[Provided text]
# # # # #

The Women, Peace, and Security (WPS) agenda, codified through United Nations Security Council Resolution 1325, is missing from the United States’ discourse on strategic competition in myriad ways, but its inclusion will be vital for effective integrated deterrence. The U.S. has played an active role in leading WPS issues globally. It has developed national action plans, legislation, national strategies, and institutionally specific implementation plans across four agencies: the Department of Defense, the Department of State, the U.S. Agency for International Development, and the Department of Homeland Security. Despite these initiatives, however, the WPS agenda remains sidelined and siloed from more critical national strategies such as the national security strategy and the national defense strategy, as well as from professional military education.

In recent years, the U.S. has been increasingly focusing on the overarching goals of strategic competition and integrated deterrence, and including the WPS agenda will be vital to achieving those goals. Strategic competition is interpreted in a variety of ways within the U.S. government. However, in comments made at the Baltic Military Conference in 2021, Department of Defense (DOD) then-Undersecretary Colin Kahl defined an important component of integrated deterrence to be “working alongside our allies and partners to advance common interests and shared values.” WPS can provide crucial additional perspectives and approaches to this work, so institutionalizing the WPS agenda within strategic competition and integrated deterrence is a low-cost, high-reward value-add for the department.

Anonymous interviews with 63 individuals across the U.S. government, civil society, and academia demonstrate why WPS inclusion matters and elucidate some of the challenges to its integration. The U.S. Indo-Pacific Combatant Command’s WPS work serves as a case study for why WPS is vital for building regional resilience and maintaining free and open societies.

# # # # #

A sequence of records
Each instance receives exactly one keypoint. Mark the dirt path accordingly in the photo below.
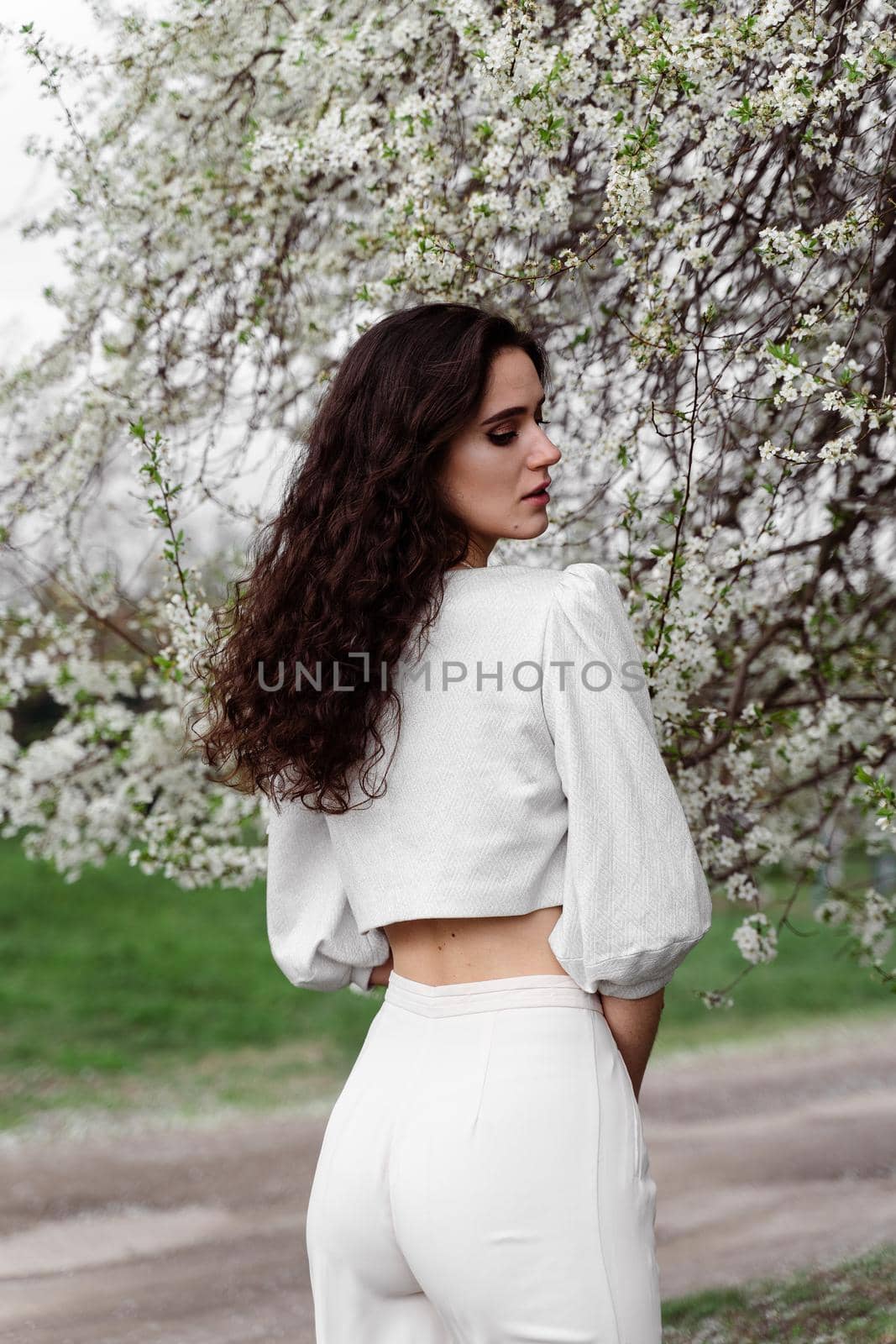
(766, 1160)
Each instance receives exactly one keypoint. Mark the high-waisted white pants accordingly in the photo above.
(484, 1178)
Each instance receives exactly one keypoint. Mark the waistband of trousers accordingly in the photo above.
(557, 991)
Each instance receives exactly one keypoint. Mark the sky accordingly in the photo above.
(31, 186)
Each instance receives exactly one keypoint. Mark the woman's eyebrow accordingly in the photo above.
(513, 410)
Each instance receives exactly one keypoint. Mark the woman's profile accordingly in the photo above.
(466, 803)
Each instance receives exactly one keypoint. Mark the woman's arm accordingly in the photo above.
(379, 974)
(633, 1025)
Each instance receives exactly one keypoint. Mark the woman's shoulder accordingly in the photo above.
(579, 575)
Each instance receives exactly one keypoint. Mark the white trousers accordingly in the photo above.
(484, 1178)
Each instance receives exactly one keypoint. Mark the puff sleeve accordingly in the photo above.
(634, 895)
(311, 927)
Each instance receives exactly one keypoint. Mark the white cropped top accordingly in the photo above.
(527, 774)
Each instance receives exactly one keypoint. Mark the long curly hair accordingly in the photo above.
(354, 562)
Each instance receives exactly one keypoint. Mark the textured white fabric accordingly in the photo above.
(516, 784)
(484, 1176)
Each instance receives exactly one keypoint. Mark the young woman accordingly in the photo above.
(470, 808)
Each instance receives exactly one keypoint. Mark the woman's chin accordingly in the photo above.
(532, 526)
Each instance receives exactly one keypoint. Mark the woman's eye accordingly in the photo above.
(506, 437)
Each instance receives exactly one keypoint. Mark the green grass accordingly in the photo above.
(121, 976)
(853, 1303)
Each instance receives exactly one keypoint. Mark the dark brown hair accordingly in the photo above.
(354, 561)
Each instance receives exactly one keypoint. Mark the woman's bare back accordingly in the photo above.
(450, 952)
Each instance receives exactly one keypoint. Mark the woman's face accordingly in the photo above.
(500, 457)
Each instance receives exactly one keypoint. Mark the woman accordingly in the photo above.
(519, 874)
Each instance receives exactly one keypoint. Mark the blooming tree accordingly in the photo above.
(694, 203)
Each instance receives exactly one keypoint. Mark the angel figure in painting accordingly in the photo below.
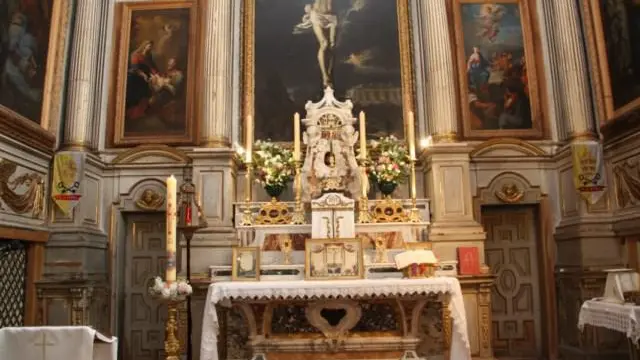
(320, 18)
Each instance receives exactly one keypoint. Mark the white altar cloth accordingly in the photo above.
(223, 292)
(617, 317)
(56, 343)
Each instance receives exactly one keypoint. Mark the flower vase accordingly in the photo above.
(274, 190)
(387, 187)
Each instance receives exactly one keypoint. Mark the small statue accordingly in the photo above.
(381, 250)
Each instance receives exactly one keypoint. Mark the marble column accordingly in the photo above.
(82, 79)
(441, 108)
(570, 60)
(217, 82)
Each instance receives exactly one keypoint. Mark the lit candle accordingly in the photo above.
(296, 137)
(411, 138)
(363, 137)
(171, 229)
(249, 139)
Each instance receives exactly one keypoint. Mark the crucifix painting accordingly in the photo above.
(300, 47)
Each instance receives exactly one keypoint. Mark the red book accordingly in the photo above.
(468, 261)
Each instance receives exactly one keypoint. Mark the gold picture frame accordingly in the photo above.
(248, 63)
(40, 133)
(246, 264)
(597, 49)
(184, 62)
(533, 85)
(333, 259)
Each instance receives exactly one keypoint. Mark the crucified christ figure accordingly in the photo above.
(320, 18)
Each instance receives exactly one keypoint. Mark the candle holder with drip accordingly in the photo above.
(188, 205)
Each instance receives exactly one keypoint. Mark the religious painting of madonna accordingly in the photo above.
(153, 97)
(497, 69)
(294, 49)
(616, 26)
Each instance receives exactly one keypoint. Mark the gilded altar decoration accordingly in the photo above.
(150, 200)
(22, 193)
(510, 193)
(274, 167)
(390, 164)
(331, 259)
(153, 98)
(68, 171)
(245, 264)
(588, 170)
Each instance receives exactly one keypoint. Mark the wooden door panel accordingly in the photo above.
(511, 253)
(145, 259)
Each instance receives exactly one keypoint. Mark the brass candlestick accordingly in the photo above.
(364, 216)
(298, 214)
(171, 342)
(247, 216)
(414, 213)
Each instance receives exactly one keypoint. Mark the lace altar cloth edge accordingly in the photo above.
(617, 317)
(223, 292)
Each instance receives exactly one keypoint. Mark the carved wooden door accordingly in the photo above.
(511, 252)
(145, 259)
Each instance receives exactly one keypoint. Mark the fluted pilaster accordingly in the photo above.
(439, 73)
(570, 59)
(83, 75)
(217, 84)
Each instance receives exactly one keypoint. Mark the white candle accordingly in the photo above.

# # # # #

[Aim] Continue the text on the Women, Peace, and Security agenda and U.S. strategic competition, picking up after its final sentence.

[Exercise output]
Key Recommendations:
■ Increase hiring across all levels. Having WPS expertise in civil society, as contractors, and within and across the military is fundamental for the sustainable and effective implementation of the WPS agenda.

■ Incorporate the WPS agenda into all forthcoming DOD and national security strategies. This will showcase the administration’s and the secretary of defense’s commitment to this agenda and falls in line with the expectations set by the Women, Peace, and Security Act of 2017.

■ Mainstream the WPS agenda and gender analysis skills into professional military education. This will allow for a broader reach of knowledge across various military specialties. Mandating additional training using the existing two-hour WPS Joint Knowledge Online courses is a way to reach a wider audience in the meantime.

■ Increase funding for the WPS agenda. This is essential for the long-term success of current WPS programming and creative growth in this space.

■ The WPS agenda in the U.S. is still in its nascent stages of implementation, and additional research is important for the future of the agenda. Such research could focus on topics such as a feminist analysis of statecraft in the Indo-Pacific region, women’s economic empowerment as a means of positive and
sustainable peace, a gendered lens on climate resilience, and mainstreaming gender analysis into departmental trainings and initiatives.